In full and without alteration, print the entries that follow.

==== Exercise materials

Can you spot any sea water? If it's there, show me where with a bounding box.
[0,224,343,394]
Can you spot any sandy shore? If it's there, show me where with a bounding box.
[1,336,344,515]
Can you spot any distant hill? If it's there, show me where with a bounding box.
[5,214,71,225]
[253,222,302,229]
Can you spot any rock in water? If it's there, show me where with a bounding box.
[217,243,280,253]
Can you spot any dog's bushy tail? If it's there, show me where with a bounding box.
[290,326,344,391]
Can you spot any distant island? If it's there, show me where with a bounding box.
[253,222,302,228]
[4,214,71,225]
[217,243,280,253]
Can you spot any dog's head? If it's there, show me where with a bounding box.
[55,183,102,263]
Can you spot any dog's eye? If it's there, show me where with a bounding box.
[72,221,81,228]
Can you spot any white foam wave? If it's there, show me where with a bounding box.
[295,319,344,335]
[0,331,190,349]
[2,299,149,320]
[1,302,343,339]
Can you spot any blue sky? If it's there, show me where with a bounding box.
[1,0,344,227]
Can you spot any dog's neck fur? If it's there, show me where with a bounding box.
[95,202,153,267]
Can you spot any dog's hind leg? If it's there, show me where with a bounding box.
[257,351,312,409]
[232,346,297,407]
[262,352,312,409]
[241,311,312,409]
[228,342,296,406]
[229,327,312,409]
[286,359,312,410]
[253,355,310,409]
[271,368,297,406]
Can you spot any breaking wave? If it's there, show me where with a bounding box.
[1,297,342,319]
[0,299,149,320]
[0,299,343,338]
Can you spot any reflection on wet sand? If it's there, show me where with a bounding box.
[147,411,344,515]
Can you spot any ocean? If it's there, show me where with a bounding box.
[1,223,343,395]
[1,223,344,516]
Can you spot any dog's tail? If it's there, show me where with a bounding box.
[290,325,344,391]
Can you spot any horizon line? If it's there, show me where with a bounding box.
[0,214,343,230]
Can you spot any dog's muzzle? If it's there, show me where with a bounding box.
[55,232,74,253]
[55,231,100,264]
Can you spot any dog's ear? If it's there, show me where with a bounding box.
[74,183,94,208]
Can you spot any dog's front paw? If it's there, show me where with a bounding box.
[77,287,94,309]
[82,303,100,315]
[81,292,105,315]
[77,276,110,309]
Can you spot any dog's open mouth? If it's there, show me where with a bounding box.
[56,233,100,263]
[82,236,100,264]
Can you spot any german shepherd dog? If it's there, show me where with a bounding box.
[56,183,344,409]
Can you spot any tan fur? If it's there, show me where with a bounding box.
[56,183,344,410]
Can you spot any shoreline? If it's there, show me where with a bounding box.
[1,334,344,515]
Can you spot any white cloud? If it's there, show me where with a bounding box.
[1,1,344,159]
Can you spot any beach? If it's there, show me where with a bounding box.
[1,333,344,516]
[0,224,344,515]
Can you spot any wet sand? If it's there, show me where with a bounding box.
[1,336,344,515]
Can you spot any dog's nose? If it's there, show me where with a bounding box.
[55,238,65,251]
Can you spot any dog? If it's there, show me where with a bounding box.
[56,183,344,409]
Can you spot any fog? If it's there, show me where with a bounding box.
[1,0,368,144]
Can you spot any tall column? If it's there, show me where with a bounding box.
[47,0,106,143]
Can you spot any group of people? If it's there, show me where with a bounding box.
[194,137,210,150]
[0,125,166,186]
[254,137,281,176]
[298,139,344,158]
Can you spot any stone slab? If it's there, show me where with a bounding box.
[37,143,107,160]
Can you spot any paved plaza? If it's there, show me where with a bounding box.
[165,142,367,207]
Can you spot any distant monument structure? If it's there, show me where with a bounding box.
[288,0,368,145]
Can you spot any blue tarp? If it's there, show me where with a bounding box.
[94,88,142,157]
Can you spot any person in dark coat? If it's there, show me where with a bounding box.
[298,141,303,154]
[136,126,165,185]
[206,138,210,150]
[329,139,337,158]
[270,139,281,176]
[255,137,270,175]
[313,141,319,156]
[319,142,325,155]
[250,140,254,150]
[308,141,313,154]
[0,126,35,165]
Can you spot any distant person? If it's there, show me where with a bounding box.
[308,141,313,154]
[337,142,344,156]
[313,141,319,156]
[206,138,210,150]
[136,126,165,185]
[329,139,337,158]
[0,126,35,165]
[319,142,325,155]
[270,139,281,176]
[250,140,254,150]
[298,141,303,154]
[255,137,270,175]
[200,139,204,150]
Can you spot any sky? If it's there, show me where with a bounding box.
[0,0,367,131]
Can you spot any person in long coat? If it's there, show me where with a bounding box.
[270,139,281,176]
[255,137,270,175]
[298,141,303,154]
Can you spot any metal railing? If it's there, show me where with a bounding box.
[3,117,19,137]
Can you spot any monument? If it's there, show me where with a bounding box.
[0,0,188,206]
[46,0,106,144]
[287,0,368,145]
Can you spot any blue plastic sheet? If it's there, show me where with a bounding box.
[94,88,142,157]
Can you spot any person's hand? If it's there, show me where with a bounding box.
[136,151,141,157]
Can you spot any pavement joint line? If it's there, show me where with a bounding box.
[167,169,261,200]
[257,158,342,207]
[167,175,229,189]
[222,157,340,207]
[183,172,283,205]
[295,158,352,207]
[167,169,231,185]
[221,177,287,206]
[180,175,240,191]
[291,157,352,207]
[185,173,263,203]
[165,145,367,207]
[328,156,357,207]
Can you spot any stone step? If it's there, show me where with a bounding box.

========

▶ _Result of the exercise_
Can you spot any sea water? If it's there, show me where with a bounding box.
[0,224,343,394]
Can you spot any sandy shore? If it's there, show me where with a bounding box.
[1,336,344,515]
Can you spot any distant hill? If it's there, show me where with a bounding box.
[5,214,71,225]
[253,222,302,229]
Can you spot any rock in water? If it's there, show me where with a bounding box.
[217,243,280,253]
Can you spot any dog's bushy tail? If it's there, show me where with a bounding box.
[290,326,344,391]
Can you spot any distant island? If it's there, show me where with a bounding box.
[253,222,302,228]
[4,214,71,225]
[217,243,280,253]
Can you spot any dog's head? If it's there, show me where with a bounding box.
[55,183,102,263]
Can you spot any dog's eye? If it's there, show me where with a bounding box.
[72,221,81,228]
Can you spot any white foam wave? If it's there, show me where with a bounding box.
[295,319,344,335]
[0,331,190,349]
[2,299,149,320]
[1,302,343,339]
Can you spot any blue sky? If it's there, show me where with a bounding box.
[1,0,344,227]
Can you spot any dog's neck fur? If it's there, show me where with a bounding box.
[95,202,153,267]
Can you spot any dog's hind leg? If it's there, show me where with a bounding box.
[257,351,312,409]
[232,346,297,407]
[262,352,312,409]
[241,311,312,409]
[228,342,296,406]
[229,327,312,409]
[286,359,312,410]
[253,355,310,409]
[271,368,297,406]
Can you spot any breaking wave? If it's there, show me where with a bounding box.
[1,297,342,319]
[0,299,149,320]
[0,299,343,338]
Can you spot any reflection on wet sand? If it's there, show me where with a bounding box.
[147,411,344,515]
Can you spot any ocean? If it's there, show me where with a bounding box.
[1,223,343,395]
[1,223,344,516]
Can you spot any dog's tail? If it's there, show me where with a bounding box.
[290,325,344,391]
Can you spot any horizon line? If it's there, show me where with a bounding box.
[0,214,343,230]
Can you spot any dog's muzzle? If it's there, show me where with a bounding box.
[55,232,74,253]
[55,231,100,264]
Can you spot any dog's ear? If it's there, show me where with a bounding box.
[74,183,94,208]
Can you spot any dog's front paw? If it's there, show me where with a bounding box.
[77,287,94,309]
[82,303,100,315]
[81,292,105,315]
[77,276,110,309]
Can you spot any dog's open mouth? If it's there, show me where with a bounding box.
[56,233,100,263]
[82,236,100,264]
Can you spot any german shepherd dog? If it's there, show me where with a bounding box.
[56,183,344,409]
Can you spot any tan fur? If it's there, show me where with a bounding box.
[56,183,344,410]
Can you spot any shoreline? If it's there, show me where with a bounding box.
[1,334,344,515]
Can you spot any white cloud? If it's there, show me where with a bounding box.
[1,1,344,159]
Can you spot any beach? If it's there, show me where with a bounding box.
[1,333,344,516]
[0,224,344,515]
Can you spot any wet sand? If it's there, show me where with a bounding box.
[1,336,344,515]
Can you spot any dog's nose? If it's there, show me where with a bounding box.
[55,238,65,251]
Can you spot any dog? If it's there, show me where with a bounding box.
[56,183,344,409]
Can you spot any fog? If it's there, show me where with a bounding box.
[1,0,368,144]
Can you spot any tall column? If it's there, show me where with a bounding box.
[47,0,106,143]
Can you spot any group of people? If it's there, show me where with a bounding box.
[194,137,210,150]
[0,125,166,186]
[254,137,281,176]
[298,139,344,158]
Can you spot any stone slab? If it's there, show me where with a bounding box.
[37,143,107,160]
Can you spot any paved plaza? If it's there, show me where with a bounding box.
[165,142,367,207]
Can you spot any distant monument structure? If it's there, show me where with a bounding box.
[288,0,368,145]
Can you spot any blue tarp? If it's there, show me where with a bounding box.
[94,88,142,157]
Can you spot any person in dark coat? If it's there, show me where with a bounding box.
[298,141,303,154]
[136,126,165,185]
[206,138,210,150]
[329,139,337,158]
[270,139,281,176]
[255,137,270,175]
[313,141,319,156]
[319,142,325,155]
[250,140,254,150]
[308,141,313,154]
[0,126,35,165]
Can you spot any distant person? If it's there, show me where with a bounding box.
[308,141,313,154]
[337,142,344,156]
[313,141,319,156]
[206,138,210,150]
[136,126,165,185]
[329,139,337,158]
[0,126,35,165]
[319,142,325,155]
[270,139,281,176]
[250,140,254,150]
[298,141,303,154]
[255,137,270,175]
[200,139,204,150]
Can you spot any sky? If it's there, show me where with a bounding box.
[0,0,367,131]
Can you spot any person in long coat? If it's there, show me where with a bounding box.
[270,139,281,176]
[255,137,270,175]
[298,141,303,154]
Can you spot any metal railing? If it's there, show me where with a bounding box.
[3,117,19,137]
Can you spot any monument? If it's there, show me where with a bounding box.
[0,0,188,206]
[46,0,106,144]
[287,0,368,145]
Can you spot any blue plastic sheet? If it's there, show me where with a bounding box.
[94,88,142,157]
Can you spot any person's hand? If it's there, show me where with a bounding box.
[136,151,141,157]
Can you spot any pavement joint line? If it's there, show me where with a bounding box.
[167,169,261,200]
[257,158,342,207]
[167,175,229,189]
[222,157,340,207]
[183,172,283,205]
[295,158,352,207]
[167,169,231,185]
[221,177,287,206]
[180,175,240,191]
[291,157,352,207]
[185,173,263,203]
[165,145,367,207]
[328,156,357,207]
Can you spot any stone step? If it's there, show me where with a bounding box.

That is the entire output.